== PROBLEM DETAILS ==
Render only the lines in the rows below as a JSON list of strings, one string per line with blank lines left out, starting at the line that contains "Would you mind pointing at the cabinet drawer" and ending at the line that contains "column 590, row 330", both included.

== THE DATA ==
___

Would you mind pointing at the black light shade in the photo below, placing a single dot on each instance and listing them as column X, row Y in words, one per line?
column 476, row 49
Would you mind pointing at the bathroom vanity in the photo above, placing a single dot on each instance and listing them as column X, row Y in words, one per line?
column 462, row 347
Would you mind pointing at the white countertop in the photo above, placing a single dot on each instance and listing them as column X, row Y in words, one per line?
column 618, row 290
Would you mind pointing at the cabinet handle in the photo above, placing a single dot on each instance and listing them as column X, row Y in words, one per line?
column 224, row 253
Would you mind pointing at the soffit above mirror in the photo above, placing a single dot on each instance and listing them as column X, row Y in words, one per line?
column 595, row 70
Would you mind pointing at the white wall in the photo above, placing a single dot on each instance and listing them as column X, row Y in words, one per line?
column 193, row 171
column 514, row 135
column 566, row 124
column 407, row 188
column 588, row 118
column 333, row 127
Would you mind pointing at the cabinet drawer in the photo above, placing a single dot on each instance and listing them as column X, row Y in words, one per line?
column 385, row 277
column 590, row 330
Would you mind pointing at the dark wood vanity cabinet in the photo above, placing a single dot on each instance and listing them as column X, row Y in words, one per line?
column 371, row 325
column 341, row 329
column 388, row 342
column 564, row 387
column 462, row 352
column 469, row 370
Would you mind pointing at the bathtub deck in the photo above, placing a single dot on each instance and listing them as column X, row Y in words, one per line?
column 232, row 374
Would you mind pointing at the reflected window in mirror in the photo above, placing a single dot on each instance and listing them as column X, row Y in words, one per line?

___

== RESULT BELOW ==
[
  "Would you mind pointing at the cabinet drawer in the photo above, placing a single dot on each instance and listing them as column X, row Y in words, one per line?",
  "column 385, row 277",
  "column 590, row 330"
]